▶ _Exercise objective_
Rewrite the rows below as a numbered list with one line per item, skipping any blank lines. Leave the pictures out of the list.

===== Provided data =====

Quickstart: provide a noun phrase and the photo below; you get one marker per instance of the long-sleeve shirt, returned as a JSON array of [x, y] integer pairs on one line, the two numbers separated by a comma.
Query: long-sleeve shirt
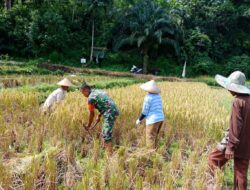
[[239, 131], [55, 97], [152, 108]]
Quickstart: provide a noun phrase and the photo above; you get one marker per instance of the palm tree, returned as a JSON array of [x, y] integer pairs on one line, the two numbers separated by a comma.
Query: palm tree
[[147, 26], [93, 6]]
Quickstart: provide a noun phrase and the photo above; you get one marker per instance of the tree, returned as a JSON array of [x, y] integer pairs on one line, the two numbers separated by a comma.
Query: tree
[[93, 8], [147, 26], [8, 4]]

=====

▶ _Full response_
1. Quickstart: provide a noun phrase and the photo below; you get one marker per instance of the long-sleeve shirt, returned as a JSON array of [x, y] integer pairs on one line, the two numbers separated by a comma.
2. Query: long-sleeve shirt
3. [[239, 131], [55, 97], [152, 108]]
4. Quickstart: provide a noun phrase and the photo above; you get one marker per instance of the palm tree, returned as a JSON array of [x, y] integer pairs on one line, the two numbers separated by a comma.
5. Query: palm tree
6. [[147, 26], [93, 6]]
7. Quickstart: provide a noun phrase and the photo above; you get one marker per instance of the tree, returned as a JSON array of [x, y] integer pairs on one line, the two numbers separated by a comma.
8. Query: tree
9. [[93, 8], [147, 26], [8, 4]]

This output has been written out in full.